**PROBLEM:**
Please rewrite the material from its start up to and including the line with "69), (54, 72)]", putting "column" in place of "pillar" and leaving everything else unchanged.

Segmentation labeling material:
----------

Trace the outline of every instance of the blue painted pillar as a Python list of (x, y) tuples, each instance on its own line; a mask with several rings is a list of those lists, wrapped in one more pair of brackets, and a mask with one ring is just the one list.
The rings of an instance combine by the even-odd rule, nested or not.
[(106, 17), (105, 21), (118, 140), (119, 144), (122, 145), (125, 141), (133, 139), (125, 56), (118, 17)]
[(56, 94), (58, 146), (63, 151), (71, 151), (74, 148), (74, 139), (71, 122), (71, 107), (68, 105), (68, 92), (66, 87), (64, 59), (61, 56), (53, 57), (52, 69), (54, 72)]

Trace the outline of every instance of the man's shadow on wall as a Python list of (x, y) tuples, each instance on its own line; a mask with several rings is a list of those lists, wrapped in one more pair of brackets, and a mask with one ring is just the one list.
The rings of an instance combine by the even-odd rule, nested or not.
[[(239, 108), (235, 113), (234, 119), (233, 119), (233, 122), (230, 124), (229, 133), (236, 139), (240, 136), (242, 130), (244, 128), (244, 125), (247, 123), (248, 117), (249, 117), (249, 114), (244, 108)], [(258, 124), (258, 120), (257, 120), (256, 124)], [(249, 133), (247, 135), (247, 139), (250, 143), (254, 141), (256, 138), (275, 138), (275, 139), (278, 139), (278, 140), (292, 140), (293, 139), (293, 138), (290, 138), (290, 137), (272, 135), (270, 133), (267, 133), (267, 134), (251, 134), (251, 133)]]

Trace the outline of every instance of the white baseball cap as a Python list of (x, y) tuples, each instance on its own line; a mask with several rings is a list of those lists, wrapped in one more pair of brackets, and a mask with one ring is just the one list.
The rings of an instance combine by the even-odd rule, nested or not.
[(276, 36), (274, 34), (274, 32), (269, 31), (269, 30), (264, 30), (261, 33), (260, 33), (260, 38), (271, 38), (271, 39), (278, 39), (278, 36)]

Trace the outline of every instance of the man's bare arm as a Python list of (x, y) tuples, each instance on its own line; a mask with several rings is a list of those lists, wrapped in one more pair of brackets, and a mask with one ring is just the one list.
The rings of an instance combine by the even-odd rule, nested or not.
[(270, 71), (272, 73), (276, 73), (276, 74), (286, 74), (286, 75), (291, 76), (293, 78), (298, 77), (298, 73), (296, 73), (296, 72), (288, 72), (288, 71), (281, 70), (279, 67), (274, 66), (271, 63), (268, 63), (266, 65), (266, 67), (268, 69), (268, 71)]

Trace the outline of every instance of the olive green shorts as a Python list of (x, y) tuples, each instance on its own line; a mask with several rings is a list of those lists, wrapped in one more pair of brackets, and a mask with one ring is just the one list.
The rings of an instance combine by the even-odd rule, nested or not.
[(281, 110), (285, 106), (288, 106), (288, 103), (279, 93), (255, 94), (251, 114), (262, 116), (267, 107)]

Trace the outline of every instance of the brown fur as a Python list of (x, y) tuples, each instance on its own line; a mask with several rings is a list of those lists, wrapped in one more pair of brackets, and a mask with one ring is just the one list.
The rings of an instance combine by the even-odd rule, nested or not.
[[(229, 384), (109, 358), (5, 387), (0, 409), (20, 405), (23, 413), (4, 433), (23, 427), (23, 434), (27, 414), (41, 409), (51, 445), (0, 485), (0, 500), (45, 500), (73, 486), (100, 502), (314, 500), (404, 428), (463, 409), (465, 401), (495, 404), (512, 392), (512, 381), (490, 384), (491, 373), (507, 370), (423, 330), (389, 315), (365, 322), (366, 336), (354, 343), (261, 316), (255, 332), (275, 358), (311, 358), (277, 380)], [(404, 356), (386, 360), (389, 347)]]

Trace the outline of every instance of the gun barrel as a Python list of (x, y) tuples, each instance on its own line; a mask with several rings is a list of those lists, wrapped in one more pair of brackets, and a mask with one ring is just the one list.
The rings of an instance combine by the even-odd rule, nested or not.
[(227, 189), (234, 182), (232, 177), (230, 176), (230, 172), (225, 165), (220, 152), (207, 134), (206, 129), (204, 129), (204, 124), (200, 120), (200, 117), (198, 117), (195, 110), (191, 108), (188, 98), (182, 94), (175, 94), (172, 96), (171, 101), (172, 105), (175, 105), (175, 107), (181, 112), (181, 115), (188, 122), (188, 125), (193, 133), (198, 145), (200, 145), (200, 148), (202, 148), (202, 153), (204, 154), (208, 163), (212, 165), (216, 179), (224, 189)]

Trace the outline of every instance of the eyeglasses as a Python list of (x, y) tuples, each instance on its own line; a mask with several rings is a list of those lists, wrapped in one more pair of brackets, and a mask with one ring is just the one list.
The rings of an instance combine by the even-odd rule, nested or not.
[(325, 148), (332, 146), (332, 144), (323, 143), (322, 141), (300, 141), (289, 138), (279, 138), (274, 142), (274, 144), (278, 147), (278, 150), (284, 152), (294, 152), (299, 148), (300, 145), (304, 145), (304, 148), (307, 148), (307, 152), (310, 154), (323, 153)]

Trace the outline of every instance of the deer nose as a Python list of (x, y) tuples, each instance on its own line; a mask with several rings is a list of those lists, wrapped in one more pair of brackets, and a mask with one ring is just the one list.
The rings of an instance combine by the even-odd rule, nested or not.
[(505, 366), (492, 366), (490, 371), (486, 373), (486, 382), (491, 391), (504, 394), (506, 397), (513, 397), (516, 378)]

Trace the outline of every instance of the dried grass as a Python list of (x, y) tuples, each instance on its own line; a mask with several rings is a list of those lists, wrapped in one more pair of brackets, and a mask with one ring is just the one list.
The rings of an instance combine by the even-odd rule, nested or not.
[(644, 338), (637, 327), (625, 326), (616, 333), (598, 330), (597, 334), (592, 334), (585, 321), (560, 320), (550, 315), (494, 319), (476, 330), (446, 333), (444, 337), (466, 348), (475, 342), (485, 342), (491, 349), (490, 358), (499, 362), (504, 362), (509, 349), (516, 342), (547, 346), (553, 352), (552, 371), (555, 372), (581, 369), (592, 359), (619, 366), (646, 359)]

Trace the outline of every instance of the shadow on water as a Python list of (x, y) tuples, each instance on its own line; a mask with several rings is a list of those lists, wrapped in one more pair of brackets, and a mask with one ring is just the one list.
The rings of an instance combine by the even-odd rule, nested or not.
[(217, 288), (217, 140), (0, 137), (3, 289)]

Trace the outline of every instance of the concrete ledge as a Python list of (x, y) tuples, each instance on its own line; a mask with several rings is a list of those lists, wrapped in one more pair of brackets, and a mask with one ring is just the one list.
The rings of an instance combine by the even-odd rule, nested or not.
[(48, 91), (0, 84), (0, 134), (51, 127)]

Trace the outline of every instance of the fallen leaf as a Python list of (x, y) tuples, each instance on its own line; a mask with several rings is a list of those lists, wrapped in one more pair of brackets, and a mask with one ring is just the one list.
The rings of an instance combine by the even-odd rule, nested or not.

----------

**EXERCISE SOLUTION:**
Trace the outline of every instance of the blue painted column as a Python list of (x, y) tuples, each instance on its own line; a mask with several rings is a list of those lists, wrapped in one more pair of brackets, and a mask with one ring is just the one list.
The rings of an instance combine by the even-odd rule, nested or not.
[(106, 17), (105, 21), (118, 140), (119, 144), (122, 145), (125, 141), (133, 139), (125, 56), (118, 17)]
[(56, 94), (58, 146), (63, 151), (71, 151), (74, 148), (74, 139), (71, 122), (71, 107), (68, 105), (68, 92), (66, 87), (64, 59), (61, 56), (53, 57), (52, 69), (54, 72)]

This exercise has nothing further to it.